* [PASSAGE PROVIDED]:

<<<<

New development model check-in.
Tiago Vignatti
vignatti at freedesktop.org
Tue Nov 24 02:40:48 PST 2009
Tiago Vignatti wrote:
> Keith Packard wrote:
>> On Tue, 24 Nov 2009 14:04:21 +1000, Peter Hutterer
>> <peter.hutterer at who-t.net> wrote:
>>
>>> I thought it was you as CC but that's not always the case, in fact I
>>> noticed
>>> that some patches sent for general review get applied directly to
>>> master.
>>> So in preparing a patchset with several patches, some of them are
>>> already
>>> there by the time I'm ready to send a pull request.
>>
>> Sorry, I haven't been consistent with this, and I really should be. I
>> was trying to be "nice" to people who had posted patches that seemed to
>> be reasonable. I'll try to check myself and let people tell me that they
>> think things are ready by explicitly Cc:'ing me.

>>>>

* [WRITTEN PROBLEM]:
Answer these about the mailing list post:
1. On what date and at what time was it sent?
2. What does Peter Hutterer say happens to some patches sent for general review?
3. Who was Keith Packard trying to be "nice" to?
Answer from the mailing list post alone.

* [GIVEN MATERIAL]:
<<<<

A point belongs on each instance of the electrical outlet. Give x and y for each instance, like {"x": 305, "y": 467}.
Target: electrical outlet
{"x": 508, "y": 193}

>>>>

* [SOLUTION]:
1. Tue Nov 24 02:40:48 PST 2009
2. They get applied directly to master.
3. People who had posted patches that seemed to be reasonable.